What is expected:
Every record below should be printed exactly as it appears.

Material:
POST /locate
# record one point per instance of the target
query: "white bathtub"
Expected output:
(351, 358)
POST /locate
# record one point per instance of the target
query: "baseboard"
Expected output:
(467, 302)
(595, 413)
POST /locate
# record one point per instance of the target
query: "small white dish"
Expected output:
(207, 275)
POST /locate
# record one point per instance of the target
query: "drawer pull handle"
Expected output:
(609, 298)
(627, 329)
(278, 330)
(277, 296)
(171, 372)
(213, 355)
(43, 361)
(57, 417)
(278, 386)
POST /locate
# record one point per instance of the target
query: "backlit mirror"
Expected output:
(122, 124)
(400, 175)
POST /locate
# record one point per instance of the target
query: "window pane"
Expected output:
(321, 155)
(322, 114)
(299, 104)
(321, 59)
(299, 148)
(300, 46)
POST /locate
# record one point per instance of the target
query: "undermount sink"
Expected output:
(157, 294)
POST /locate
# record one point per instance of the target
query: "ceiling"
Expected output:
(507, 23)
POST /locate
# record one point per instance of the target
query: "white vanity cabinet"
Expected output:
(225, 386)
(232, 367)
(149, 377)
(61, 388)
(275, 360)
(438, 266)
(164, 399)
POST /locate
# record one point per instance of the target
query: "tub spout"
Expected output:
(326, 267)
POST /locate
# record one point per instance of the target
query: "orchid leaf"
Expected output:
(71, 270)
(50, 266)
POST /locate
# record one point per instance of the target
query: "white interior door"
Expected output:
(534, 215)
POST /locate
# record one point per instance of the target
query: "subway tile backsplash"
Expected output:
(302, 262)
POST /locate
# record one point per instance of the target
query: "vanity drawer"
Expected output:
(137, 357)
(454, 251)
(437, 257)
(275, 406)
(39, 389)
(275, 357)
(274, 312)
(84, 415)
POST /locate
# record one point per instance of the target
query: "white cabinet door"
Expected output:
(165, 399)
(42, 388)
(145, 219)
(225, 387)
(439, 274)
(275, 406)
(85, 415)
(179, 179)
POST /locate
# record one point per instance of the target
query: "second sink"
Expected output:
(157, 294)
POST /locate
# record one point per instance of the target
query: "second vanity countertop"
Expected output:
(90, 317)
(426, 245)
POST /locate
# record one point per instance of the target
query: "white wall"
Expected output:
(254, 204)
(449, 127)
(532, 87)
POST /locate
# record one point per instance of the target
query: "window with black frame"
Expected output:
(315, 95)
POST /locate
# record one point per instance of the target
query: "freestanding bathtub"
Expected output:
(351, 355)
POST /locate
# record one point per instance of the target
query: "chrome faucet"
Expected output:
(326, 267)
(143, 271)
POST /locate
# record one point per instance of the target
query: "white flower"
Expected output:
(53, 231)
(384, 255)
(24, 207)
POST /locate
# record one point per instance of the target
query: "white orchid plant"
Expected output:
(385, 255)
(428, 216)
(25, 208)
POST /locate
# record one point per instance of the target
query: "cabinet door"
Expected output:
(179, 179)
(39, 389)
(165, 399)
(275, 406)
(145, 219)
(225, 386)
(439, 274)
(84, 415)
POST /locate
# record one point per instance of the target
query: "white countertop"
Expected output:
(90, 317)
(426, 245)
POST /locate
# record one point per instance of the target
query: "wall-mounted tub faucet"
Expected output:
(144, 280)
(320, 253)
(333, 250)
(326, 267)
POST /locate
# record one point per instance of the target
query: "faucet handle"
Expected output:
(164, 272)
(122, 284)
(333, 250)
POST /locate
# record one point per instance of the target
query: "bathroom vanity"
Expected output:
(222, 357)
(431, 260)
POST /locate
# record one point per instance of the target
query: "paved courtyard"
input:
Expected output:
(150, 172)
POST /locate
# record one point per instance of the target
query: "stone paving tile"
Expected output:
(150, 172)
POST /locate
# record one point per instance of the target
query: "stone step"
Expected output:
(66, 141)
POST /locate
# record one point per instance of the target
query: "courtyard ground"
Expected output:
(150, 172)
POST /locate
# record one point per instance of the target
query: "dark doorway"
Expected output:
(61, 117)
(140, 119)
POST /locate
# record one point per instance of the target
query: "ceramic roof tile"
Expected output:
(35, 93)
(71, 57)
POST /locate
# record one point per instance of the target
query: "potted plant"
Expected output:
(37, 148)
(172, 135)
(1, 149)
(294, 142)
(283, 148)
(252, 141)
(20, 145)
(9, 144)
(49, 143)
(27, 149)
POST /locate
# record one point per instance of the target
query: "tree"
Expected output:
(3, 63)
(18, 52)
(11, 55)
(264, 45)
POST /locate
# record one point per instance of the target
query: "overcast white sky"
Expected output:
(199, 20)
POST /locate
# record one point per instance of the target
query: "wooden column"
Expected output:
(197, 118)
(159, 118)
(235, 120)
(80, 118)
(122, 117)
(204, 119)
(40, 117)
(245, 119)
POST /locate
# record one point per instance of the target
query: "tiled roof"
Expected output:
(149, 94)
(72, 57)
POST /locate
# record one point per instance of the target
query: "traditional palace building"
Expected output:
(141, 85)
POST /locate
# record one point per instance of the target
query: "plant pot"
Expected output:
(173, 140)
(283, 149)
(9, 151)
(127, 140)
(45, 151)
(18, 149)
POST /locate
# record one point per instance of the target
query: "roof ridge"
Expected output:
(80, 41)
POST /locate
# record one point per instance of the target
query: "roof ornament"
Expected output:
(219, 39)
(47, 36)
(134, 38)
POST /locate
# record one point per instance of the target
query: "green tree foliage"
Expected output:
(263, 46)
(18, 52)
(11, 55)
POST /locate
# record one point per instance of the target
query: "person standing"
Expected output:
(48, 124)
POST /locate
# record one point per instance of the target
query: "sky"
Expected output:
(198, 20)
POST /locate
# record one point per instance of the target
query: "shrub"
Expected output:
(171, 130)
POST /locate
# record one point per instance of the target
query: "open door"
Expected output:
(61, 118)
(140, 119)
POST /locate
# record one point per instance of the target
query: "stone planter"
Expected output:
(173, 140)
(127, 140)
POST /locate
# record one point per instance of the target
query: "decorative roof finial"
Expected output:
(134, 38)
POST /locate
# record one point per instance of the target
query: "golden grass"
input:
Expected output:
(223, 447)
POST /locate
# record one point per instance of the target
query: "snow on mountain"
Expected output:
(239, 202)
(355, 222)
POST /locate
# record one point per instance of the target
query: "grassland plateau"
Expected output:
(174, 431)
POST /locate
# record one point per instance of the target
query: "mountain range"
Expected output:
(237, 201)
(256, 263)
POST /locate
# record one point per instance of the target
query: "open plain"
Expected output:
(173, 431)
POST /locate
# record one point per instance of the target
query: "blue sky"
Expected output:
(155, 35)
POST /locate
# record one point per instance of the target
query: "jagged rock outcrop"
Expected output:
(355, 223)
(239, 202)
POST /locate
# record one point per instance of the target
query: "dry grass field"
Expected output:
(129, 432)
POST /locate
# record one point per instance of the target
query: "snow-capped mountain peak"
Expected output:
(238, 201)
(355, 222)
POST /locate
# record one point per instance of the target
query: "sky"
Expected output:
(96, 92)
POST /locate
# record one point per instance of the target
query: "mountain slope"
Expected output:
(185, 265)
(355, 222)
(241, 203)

Response for this exercise:
POST /locate
# record one point per instance of the target
query: "white bathtub"
Expected output:
(351, 358)
POST /locate
# record one point per instance of the target
query: "baseboard"
Expected output:
(467, 302)
(595, 413)
POST /locate
# record one point per instance of the target
query: "small white dish"
Expected output:
(207, 275)
POST /locate
# record one point per instance of the target
query: "drawer pull handle"
Expected output:
(609, 298)
(627, 329)
(278, 330)
(277, 296)
(171, 372)
(213, 355)
(43, 361)
(57, 417)
(278, 386)
POST /locate
# record one point per instance of the target
query: "backlit mirror"
Expected output:
(122, 124)
(400, 175)
POST /locate
# record one point per instance of the target
query: "window pane"
Expected output:
(321, 155)
(322, 114)
(299, 104)
(321, 59)
(299, 148)
(300, 46)
POST /locate
# record one point per instance of the target
query: "undermount sink"
Expected output:
(157, 294)
POST /locate
# record one point per instance of the target
query: "ceiling"
Expected output:
(507, 23)
POST /locate
# record one point per instance of the target
query: "white vanity cabinet"
Expected output:
(225, 386)
(232, 367)
(149, 377)
(61, 388)
(275, 360)
(438, 266)
(164, 399)
POST /locate
# record one point per instance of the target
query: "tub spout"
Expected output:
(326, 267)
POST /locate
# record one point per instance of the target
query: "orchid leaf"
Expected output:
(71, 270)
(50, 266)
POST /locate
# record one point per instance of the target
query: "white interior door"
Expected output:
(534, 215)
POST /locate
# record one point per instance of the target
query: "subway tile backsplash"
Expected output:
(302, 262)
POST /locate
# record one point per instance of the target
query: "vanity drawer"
Expected output:
(137, 357)
(454, 251)
(437, 257)
(275, 406)
(39, 389)
(275, 357)
(274, 312)
(84, 415)
POST /locate
# record one point per instance of the target
query: "white cabinet door"
Expected output:
(165, 399)
(42, 388)
(145, 219)
(225, 387)
(439, 274)
(275, 406)
(85, 415)
(179, 179)
POST /locate
# record one point per instance of the target
query: "second sink"
Expected output:
(157, 294)
POST /locate
# record one point per instance of the target
query: "second vanity countertop"
Expected output:
(90, 317)
(426, 245)
POST /locate
# record one point per instance of the target
query: "white wall"
Expected output:
(254, 204)
(449, 127)
(532, 87)
POST /locate
# record one point per instance of the target
query: "window with black frame"
Expected output:
(315, 95)
POST /locate
# record one point per instance of the target
query: "freestanding bathtub"
Expected output:
(351, 355)
POST /locate
# record one point per instance of the target
query: "chrome faucet"
Expected output:
(326, 267)
(143, 271)
POST /locate
# record one point per instance of the target
query: "white flower"
Expected output:
(53, 231)
(384, 255)
(24, 207)
POST /locate
# record one point per instance of the target
query: "white orchid plant"
Expected output:
(385, 255)
(428, 216)
(25, 208)
POST /locate
# record one point per instance of the target
query: "cabinet door"
Expected output:
(179, 179)
(39, 389)
(165, 399)
(275, 406)
(145, 219)
(225, 386)
(439, 274)
(84, 415)
POST /locate
# record one point per instance of the target
query: "white countertop"
Expected output:
(90, 317)
(426, 245)
POST /locate
# record one point per instance of the target
query: "wall-mounted tub faucet"
Expected output:
(144, 280)
(320, 253)
(333, 250)
(326, 267)
POST /locate
# record one point per instance of the target
query: "faucet handle"
Expected output:
(164, 272)
(122, 284)
(333, 250)
POST /locate
# record one point per instance of the target
query: "bathroom vanity"
Expected output:
(222, 357)
(431, 260)
POST /locate
# record one point per instance of the target
query: "paved courtyard"
input:
Expected output:
(150, 172)
POST /locate
# record one point per instance of the target
query: "stone paving tile"
Expected output:
(150, 172)
POST /locate
# record one point per instance of the target
query: "stone step"
Expected output:
(66, 141)
POST /locate
# record one point per instance of the target
query: "courtyard ground"
Expected output:
(150, 172)
POST /locate
# record one point per instance of the target
query: "dark doorway"
Expected output:
(61, 117)
(140, 119)
POST /locate
# record one point per instance of the target
query: "ceramic roof tile"
Expected output:
(35, 93)
(71, 57)
POST /locate
# record one point per instance of the target
query: "potted plant"
Expected output:
(37, 148)
(172, 135)
(1, 149)
(294, 142)
(283, 148)
(252, 141)
(20, 145)
(9, 144)
(49, 143)
(27, 149)
POST /locate
# record one point per instance of the target
query: "tree"
Expected output:
(3, 63)
(18, 52)
(11, 55)
(264, 45)
POST /locate
# record one point per instance of the target
query: "overcast white sky"
Expected output:
(199, 20)
POST /locate
# record one point per instance of the target
query: "wooden column"
Expected output:
(197, 118)
(159, 118)
(235, 120)
(80, 118)
(122, 117)
(204, 119)
(40, 117)
(245, 119)
POST /locate
# record one point per instance of the target
query: "tiled roof"
Expected output:
(149, 94)
(72, 57)
POST /locate
# record one point per instance of the target
query: "traditional palace building"
Expected output:
(141, 85)
POST /locate
# record one point per instance of the target
query: "plant pot"
Expected output:
(173, 140)
(283, 149)
(9, 151)
(127, 140)
(45, 151)
(18, 149)
POST /locate
# record one point per instance of the target
query: "roof ridge"
Expected output:
(80, 41)
POST /locate
# record one point per instance of the target
query: "roof ornament"
Expected output:
(219, 39)
(47, 36)
(134, 38)
POST /locate
# record one point per instance of the target
query: "green tree foliage"
Expected output:
(263, 46)
(18, 52)
(11, 55)
POST /locate
# record one point per instance of the target
query: "person standing"
Expected output:
(48, 124)
POST /locate
# record one point per instance of the target
query: "sky"
Expected output:
(198, 20)
POST /locate
# record one point per instance of the target
query: "shrub"
Expected output:
(171, 130)
POST /locate
# record one point per instance of the target
query: "open door"
Expected output:
(61, 118)
(140, 119)
POST /locate
# record one point per instance of the target
query: "stone planter"
Expected output:
(173, 140)
(127, 140)
POST /locate
# record one point per instance of the target
query: "decorative roof finial"
Expected output:
(134, 38)
POST /locate
# record one point per instance of the target
query: "golden grass"
input:
Expected output:
(223, 447)
POST /locate
# record one point per instance of the target
query: "snow on mountain"
Expected output:
(239, 202)
(355, 222)
POST /locate
# record one point per instance of the target
query: "grassland plateau"
Expected output:
(174, 431)
POST /locate
# record one point per instance of the target
query: "mountain range"
Expected output:
(237, 201)
(256, 263)
POST /locate
# record one point per instance of the target
query: "open plain"
Expected output:
(173, 431)
POST /locate
# record one point per instance of the target
query: "blue sky"
Expected output:
(155, 35)
POST /locate
# record one point per instance of the target
query: "jagged rock outcrop"
Expected output:
(355, 223)
(239, 202)
POST /locate
# record one point per instance of the target
query: "dry grass field"
Expected output:
(129, 432)
POST /locate
# record one point per instance of the target
query: "snow-capped mountain peak"
Expected output:
(238, 201)
(355, 222)
POST /locate
# record one point per instance of the target
query: "sky"
Expected output:
(96, 92)
POST /locate
# record one point per instance of the target
query: "mountain slope"
Expected output:
(185, 265)
(355, 222)
(241, 203)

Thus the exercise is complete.